DATA ROWS:
begin
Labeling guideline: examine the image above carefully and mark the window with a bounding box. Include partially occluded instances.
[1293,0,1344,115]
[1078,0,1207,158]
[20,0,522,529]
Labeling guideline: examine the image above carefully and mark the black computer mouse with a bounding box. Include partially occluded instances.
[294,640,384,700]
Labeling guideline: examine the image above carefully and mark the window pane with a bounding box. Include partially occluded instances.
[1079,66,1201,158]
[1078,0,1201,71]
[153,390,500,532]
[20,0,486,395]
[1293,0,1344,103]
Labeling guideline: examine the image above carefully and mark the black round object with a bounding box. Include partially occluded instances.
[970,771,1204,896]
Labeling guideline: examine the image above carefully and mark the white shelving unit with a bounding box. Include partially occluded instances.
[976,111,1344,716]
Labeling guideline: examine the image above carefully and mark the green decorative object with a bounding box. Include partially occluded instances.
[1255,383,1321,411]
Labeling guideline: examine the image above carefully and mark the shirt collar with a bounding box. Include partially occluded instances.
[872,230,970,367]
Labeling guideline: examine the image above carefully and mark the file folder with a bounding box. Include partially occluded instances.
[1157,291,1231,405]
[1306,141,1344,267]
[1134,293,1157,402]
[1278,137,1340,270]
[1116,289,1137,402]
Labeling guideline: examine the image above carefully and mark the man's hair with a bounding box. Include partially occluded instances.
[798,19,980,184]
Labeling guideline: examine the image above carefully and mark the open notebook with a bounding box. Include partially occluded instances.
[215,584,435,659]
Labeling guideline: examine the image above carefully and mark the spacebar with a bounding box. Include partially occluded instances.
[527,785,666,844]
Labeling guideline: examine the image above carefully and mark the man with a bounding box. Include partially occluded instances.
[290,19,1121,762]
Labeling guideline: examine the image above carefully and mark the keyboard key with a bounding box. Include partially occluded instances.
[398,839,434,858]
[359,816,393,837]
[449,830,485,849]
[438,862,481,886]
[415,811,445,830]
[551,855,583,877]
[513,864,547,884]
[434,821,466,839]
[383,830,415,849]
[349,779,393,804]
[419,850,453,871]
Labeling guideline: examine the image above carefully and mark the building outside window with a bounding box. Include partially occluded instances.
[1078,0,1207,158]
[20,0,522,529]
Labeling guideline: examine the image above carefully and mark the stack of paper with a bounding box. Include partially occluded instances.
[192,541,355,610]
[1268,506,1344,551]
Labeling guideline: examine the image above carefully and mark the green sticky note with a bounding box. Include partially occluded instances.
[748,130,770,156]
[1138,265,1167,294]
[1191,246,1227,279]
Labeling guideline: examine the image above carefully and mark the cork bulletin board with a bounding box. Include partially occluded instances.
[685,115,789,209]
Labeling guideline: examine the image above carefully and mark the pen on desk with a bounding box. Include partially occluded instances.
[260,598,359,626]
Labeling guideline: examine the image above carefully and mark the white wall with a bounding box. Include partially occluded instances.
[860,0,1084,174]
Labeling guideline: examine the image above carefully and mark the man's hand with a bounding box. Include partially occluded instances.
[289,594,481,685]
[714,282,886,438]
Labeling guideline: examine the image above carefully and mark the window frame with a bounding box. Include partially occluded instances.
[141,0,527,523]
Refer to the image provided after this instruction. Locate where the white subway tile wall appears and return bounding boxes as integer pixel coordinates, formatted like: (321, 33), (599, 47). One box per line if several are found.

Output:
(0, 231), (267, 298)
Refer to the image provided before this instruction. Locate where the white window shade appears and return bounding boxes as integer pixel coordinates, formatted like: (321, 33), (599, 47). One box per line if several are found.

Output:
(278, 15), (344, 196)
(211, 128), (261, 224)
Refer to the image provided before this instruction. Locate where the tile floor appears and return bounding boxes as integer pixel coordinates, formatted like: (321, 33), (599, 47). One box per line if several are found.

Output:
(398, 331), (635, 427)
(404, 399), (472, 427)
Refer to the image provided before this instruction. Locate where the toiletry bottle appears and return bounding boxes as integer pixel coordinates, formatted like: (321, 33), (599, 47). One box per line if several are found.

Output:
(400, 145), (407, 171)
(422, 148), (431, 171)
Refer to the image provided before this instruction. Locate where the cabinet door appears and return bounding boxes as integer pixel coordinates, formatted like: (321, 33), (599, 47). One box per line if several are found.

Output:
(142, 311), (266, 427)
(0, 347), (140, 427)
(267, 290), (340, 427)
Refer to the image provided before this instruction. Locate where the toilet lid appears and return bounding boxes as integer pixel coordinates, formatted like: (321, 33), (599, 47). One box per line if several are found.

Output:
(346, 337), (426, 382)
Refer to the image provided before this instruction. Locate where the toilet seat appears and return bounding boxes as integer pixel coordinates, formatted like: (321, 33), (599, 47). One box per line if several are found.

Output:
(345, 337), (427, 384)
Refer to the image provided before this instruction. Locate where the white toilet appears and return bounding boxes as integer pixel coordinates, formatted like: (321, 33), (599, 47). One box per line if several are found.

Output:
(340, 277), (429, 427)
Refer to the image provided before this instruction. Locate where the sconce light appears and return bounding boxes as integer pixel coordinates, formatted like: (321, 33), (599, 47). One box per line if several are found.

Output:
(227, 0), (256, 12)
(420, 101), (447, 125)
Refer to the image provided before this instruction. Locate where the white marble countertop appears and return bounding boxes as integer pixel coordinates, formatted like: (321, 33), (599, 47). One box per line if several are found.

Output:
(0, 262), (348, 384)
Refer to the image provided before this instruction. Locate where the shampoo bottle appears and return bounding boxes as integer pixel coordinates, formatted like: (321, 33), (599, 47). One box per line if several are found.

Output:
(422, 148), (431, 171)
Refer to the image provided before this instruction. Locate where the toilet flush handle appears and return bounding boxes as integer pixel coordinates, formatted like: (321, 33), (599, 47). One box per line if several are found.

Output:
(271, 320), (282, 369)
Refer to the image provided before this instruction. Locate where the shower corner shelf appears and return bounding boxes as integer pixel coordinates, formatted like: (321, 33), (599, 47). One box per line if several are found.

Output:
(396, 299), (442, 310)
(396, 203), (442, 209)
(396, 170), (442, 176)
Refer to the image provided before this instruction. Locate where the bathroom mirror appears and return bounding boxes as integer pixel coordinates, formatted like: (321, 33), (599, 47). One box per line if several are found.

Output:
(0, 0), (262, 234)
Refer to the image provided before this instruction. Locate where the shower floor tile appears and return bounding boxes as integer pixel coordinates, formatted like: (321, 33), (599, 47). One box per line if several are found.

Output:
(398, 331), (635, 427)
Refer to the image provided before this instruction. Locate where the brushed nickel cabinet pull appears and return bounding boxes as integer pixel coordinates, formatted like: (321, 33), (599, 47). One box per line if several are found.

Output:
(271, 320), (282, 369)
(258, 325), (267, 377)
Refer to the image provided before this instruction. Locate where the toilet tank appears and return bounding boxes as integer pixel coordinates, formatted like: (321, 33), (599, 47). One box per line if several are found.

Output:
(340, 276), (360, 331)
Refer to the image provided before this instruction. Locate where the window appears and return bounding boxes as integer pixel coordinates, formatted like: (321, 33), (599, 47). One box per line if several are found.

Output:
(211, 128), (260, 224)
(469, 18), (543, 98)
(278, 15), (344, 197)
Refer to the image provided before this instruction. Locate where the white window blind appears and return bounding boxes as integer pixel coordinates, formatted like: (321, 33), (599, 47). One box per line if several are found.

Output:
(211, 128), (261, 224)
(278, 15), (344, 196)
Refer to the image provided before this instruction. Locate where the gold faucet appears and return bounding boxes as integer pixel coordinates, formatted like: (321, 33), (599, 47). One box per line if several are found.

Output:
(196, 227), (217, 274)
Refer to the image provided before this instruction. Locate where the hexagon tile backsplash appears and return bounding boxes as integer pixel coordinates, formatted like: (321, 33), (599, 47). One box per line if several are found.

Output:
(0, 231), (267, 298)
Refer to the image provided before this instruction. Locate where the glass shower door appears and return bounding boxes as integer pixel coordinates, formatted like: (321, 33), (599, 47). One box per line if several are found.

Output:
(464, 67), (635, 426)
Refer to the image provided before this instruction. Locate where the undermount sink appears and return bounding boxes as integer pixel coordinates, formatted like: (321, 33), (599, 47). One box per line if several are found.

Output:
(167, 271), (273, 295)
end
WHAT IS ASKED:
Extract every line of the items above that contains the word "white", treating case as significant.

RESULT BELOW:
Labeling guideline: examine the image above carefully and mark the white shelving unit with a bounding box. Include partially occluded instances.
Labeling guideline: examine the image above carefully and mark the white wall with a bounding box. Include partially occluded instances.
Refer to the image provided after this instruction. Locate where the white subway tile wall appears and return bounding boxes as integer pixel coordinates, formatted like: (321, 33), (599, 47). One box per line if several are found.
Refer to the image provided before this instruction. Locate where the white window shade appears and return bounding boxes as integer pixel coordinates, formatted like: (321, 33), (599, 47). One box per line if several are found.
Refer to the image provided before this instruction. Locate where the white toilet appears and return bounding boxes as integer pixel coordinates, formatted like: (321, 33), (599, 47). One box per line if several are found.
Refer to the image provided before this instruction. Locate where the white marble countertop appears and return bounding boxes as integer pixel coordinates, formatted like: (321, 33), (599, 47). One box per line if several are found.
Refer to the image provided before this instruction. Locate where the white window blind appears and return bounding boxes as integer pixel coordinates, formatted like: (321, 33), (599, 47). One box per line if several are found.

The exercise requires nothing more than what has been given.